EXERCISE DIRECTIONS
Pull out every line of the material below and reproduce each one unchanged, omitting the pictures from your answer.

INFORMATION GIVEN
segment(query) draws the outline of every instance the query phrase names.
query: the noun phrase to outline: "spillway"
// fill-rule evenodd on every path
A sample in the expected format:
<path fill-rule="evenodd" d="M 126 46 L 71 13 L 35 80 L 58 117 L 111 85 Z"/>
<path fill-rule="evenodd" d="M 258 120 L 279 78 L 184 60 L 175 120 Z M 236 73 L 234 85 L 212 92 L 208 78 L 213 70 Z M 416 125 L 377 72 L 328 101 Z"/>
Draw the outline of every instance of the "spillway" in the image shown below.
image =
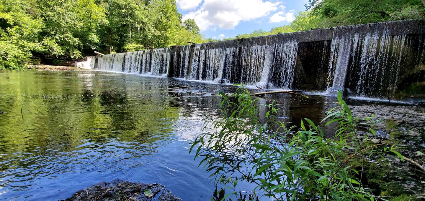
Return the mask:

FINAL RESULT
segment(query) draws the outline of every instance the query phrase names.
query: the noun phrase to outline: "spillway"
// fill-rule evenodd on every path
A sample in the expected format:
<path fill-rule="evenodd" d="M 126 46 L 71 13 L 35 80 L 58 117 L 111 85 Z"/>
<path fill-rule="evenodd" d="M 258 120 L 279 78 L 184 60 L 175 120 Z M 236 73 L 234 85 L 212 92 L 208 78 L 213 70 Z M 416 125 L 377 72 L 328 101 Z"/>
Draw the outline of every instance of the "spillway" in the image shown below.
image =
Return the mask:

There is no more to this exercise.